Reports of Ebola cases are coming from Oicha, a city in the country's North Kivu province, which is currently under the siege of rebels
The Ebola outbreak in the Democratic Republic of Congo has spread to a city surrounded by rebels, creating challenges responders were "dreading," the World Health Organization said Friday.
One probable case and one suspected case have emerged in the city of Oicha in DRC's North Kivu province, WHO's emergency response chief Peter Salama told reporters.
While Oicha itself is not under rebel control, Salama said the city is entirely surrounded by territory held by a feared Ugandan insurgent group known as the Allied Democratic Forces (ADF).
"For the first time we have a confirmed case... in an area with high insecurity," Salama said.
"It really was the problem we were anticipating and the problem at the same time we were dreading."
Large numbers of civilians have been killed by unrest around Oicha, while aid workers, priests and government employers are currently being held hostage there by insurgents, according to Salama.
The outbreak, the 10th to hit DRC since 1976, began on August 1 in the North Kivu town of Mangina.
The virus has killed 63 people so far -- out of 103 confirmed or probable cases -- but Salama warned health workers were expecting "at least one additional wave of cases."
The Oicha cases have made containing the virus more difficult.
"We are going to have to operate in some very complex environments," Salama said.
UN teams are only allowed to travel to Oicha with armed escorts.
If the number of patients, or contacts of patients, in the city surges, the logistical hurdles and costs will mount.
After its widely criticized handling of the 2013-2016 West Africa Ebola epidemic that killed 11,300 people, WHO pledged to revamp its response systems.
The UN agency was widely praised for quickly containing an outbreak in DRC's northern Equateur province earlier this year, but said from the outset that restive North Kivu in the east of the country posed additional challenges.
"We are at quite a pivotal moment in this outbreak," Salama said. "We are truly at the crossroads."

Collection entries
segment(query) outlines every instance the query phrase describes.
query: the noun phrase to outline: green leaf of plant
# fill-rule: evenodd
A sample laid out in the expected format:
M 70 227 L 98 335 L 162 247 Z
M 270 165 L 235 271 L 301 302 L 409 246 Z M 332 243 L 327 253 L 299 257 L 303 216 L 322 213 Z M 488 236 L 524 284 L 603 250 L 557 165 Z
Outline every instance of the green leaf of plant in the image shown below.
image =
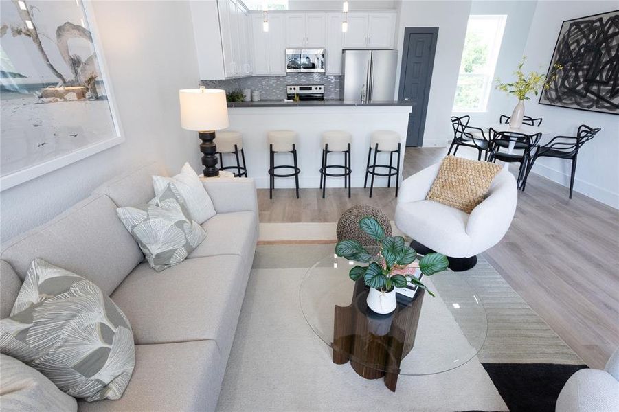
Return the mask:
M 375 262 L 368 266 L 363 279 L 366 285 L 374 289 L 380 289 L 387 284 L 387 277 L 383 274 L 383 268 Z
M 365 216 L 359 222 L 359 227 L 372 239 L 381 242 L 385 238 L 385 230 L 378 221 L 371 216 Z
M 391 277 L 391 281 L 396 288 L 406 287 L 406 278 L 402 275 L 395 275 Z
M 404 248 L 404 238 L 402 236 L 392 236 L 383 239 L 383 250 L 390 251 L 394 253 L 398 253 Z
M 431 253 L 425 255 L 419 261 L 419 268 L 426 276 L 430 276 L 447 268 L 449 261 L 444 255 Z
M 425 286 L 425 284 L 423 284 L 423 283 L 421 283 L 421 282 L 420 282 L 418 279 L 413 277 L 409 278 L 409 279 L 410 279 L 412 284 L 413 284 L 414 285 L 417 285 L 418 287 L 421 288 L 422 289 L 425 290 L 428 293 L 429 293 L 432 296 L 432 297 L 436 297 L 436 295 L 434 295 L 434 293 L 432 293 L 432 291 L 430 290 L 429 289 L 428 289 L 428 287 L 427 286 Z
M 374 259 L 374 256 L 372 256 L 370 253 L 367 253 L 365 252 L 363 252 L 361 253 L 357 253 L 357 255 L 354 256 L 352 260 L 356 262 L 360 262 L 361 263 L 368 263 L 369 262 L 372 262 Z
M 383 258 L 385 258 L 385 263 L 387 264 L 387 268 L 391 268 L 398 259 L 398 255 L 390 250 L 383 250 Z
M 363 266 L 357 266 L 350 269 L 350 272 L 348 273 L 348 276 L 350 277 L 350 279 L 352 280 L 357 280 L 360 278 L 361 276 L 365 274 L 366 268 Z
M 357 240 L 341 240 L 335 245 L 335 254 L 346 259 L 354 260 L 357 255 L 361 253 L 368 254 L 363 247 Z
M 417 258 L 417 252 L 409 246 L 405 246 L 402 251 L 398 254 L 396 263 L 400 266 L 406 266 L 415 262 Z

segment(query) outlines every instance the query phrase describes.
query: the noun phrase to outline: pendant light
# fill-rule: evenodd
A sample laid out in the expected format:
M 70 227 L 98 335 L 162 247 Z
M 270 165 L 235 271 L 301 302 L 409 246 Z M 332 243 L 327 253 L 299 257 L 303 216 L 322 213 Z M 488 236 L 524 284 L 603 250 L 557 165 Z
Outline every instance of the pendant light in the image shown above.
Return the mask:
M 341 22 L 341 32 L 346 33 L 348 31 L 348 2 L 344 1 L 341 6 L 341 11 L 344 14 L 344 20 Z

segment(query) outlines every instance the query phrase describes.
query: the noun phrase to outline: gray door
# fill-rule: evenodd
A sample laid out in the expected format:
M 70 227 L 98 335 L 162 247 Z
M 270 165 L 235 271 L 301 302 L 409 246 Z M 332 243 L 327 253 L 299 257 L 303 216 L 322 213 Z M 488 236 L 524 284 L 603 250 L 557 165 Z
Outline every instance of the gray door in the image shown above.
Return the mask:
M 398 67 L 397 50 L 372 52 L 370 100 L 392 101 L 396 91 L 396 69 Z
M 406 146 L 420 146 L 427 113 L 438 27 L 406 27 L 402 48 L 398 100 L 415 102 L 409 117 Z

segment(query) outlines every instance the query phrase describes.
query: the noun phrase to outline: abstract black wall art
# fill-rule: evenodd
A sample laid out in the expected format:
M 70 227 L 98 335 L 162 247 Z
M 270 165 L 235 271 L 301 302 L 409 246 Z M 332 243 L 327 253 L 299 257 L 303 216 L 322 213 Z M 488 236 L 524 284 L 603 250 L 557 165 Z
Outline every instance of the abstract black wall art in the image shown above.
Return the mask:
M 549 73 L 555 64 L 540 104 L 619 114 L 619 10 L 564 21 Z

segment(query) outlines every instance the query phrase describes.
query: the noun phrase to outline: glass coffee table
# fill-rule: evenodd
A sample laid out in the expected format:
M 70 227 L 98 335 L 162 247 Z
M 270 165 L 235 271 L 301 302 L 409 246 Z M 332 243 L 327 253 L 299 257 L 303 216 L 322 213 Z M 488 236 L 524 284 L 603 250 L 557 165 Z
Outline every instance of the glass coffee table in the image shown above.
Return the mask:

EXERCISE SET
1) Condense the paragraph of the Ebola article that begins "The virus has killed 63 people so far" into a short bulleted list that keeps its main facts.
2) According to the Ebola article, why have the cases in Oicha made the virus harder to contain? Answer in one to three sentences.
You won't need the data for anything here.

TASK-BY-TASK RESULTS
1)
- Deaths so far: 63
- Confirmed or probable cases: 103
- Salama warned that health workers expect "at least one additional wave of cases."

2) Oicha is entirely surrounded by territory held by the Allied Democratic Forces, so UN teams can only travel there with armed escorts. If the number of patients or their contacts surges, the logistical hurdles and costs will mount.